# Your objective:
The records below need retyping in full; give them again exactly.

(Region pointing data)

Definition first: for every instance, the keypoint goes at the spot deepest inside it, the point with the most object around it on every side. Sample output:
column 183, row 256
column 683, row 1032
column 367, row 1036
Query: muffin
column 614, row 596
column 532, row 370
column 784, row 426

# Result of the exercise:
Definition first: for every instance, the keypoint goes at the spot deepest inside it, the point with the most object around it on every side. Sample output:
column 183, row 256
column 683, row 1032
column 367, row 1036
Query: muffin
column 614, row 596
column 532, row 370
column 784, row 426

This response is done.